_Given problem_
Copy the data below word for word, keeping every line and number unchanged.

_Material for the task_
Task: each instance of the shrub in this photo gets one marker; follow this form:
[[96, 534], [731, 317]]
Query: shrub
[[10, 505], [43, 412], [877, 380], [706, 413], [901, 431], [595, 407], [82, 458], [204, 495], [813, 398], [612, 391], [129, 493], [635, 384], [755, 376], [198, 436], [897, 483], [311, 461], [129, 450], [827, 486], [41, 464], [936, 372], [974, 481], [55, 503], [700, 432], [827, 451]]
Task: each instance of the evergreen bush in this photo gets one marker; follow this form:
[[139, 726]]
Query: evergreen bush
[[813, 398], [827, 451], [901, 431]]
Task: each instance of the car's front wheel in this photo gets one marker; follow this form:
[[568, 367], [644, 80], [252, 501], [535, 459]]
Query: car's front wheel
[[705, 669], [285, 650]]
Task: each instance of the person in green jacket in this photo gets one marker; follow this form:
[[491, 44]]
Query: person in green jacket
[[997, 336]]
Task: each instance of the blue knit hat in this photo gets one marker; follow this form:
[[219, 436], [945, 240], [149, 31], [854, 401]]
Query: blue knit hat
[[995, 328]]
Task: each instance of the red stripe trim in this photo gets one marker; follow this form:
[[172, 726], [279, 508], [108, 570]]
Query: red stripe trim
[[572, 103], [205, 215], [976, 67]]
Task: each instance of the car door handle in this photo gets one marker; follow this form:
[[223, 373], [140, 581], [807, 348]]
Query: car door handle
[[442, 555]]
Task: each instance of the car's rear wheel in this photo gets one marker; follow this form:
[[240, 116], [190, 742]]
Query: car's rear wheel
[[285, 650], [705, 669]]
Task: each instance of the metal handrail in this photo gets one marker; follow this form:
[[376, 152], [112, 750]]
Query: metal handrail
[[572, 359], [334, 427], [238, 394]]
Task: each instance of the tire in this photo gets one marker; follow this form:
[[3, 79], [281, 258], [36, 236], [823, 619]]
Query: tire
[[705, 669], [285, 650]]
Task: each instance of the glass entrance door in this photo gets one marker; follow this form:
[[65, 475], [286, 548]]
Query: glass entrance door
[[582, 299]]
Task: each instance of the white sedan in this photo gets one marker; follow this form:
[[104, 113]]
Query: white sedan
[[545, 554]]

_The solution_
Task: each instance of the shrub in this photo gets one marker; follow this form:
[[96, 534], [731, 317]]
Query: shrub
[[10, 505], [43, 412], [877, 380], [706, 413], [901, 431], [595, 407], [82, 458], [204, 495], [813, 398], [612, 391], [129, 493], [635, 384], [755, 376], [198, 436], [897, 483], [311, 461], [129, 450], [827, 486], [41, 464], [936, 372], [974, 481], [55, 503], [700, 432], [827, 451]]
Task: each instance of the evergreen bush in this photo gets one marker; follow this form:
[[139, 726]]
Query: evergreen bush
[[813, 398], [827, 451], [901, 431]]
Task: each instance of the car's front wheel in this photo gets one marker; follow this form:
[[568, 367], [644, 80], [252, 501], [535, 459]]
Query: car's front wheel
[[705, 669], [285, 650]]
Task: each instance of the person in green jacket in this photo gets one marker; follow this form:
[[491, 44]]
Query: person in green jacket
[[997, 336]]
Task: each instance of the blue knit hat in this photo gets one marker; follow this form:
[[219, 436], [945, 240], [149, 31], [854, 401]]
Query: blue knit hat
[[995, 328]]
Task: each instance of the red stripe trim in this photo gets one marker; follow this form:
[[172, 726], [279, 508], [108, 570]]
Query: red stripe trim
[[572, 103], [205, 215], [976, 67]]
Task: each instance of the car door handle in this photo gets one marker; follow this form:
[[223, 373], [140, 581], [807, 348]]
Query: car door handle
[[442, 555]]
Task: each instance of the car's rear wheel in this photo gets one marker; follow this form:
[[240, 116], [190, 742]]
Query: car's rear wheel
[[285, 650], [705, 669]]
Task: each instance of the metal handrail in this photo gets one marker; follow this form:
[[376, 152], [112, 750]]
Query: metal handrail
[[572, 359], [334, 427], [238, 394]]
Task: each instance of the tire in this photo gets one marker; follow this form:
[[3, 79], [281, 258], [36, 236], [823, 619]]
Query: tire
[[705, 669], [285, 650]]
Task: each instance of the glass entrance door in this photo gets one marker; follow this form:
[[65, 475], [286, 548]]
Query: glass entrance door
[[582, 299]]
Task: each instance of the white sedan in this photo gets one marker; follow this form:
[[104, 113]]
Query: white sedan
[[545, 554]]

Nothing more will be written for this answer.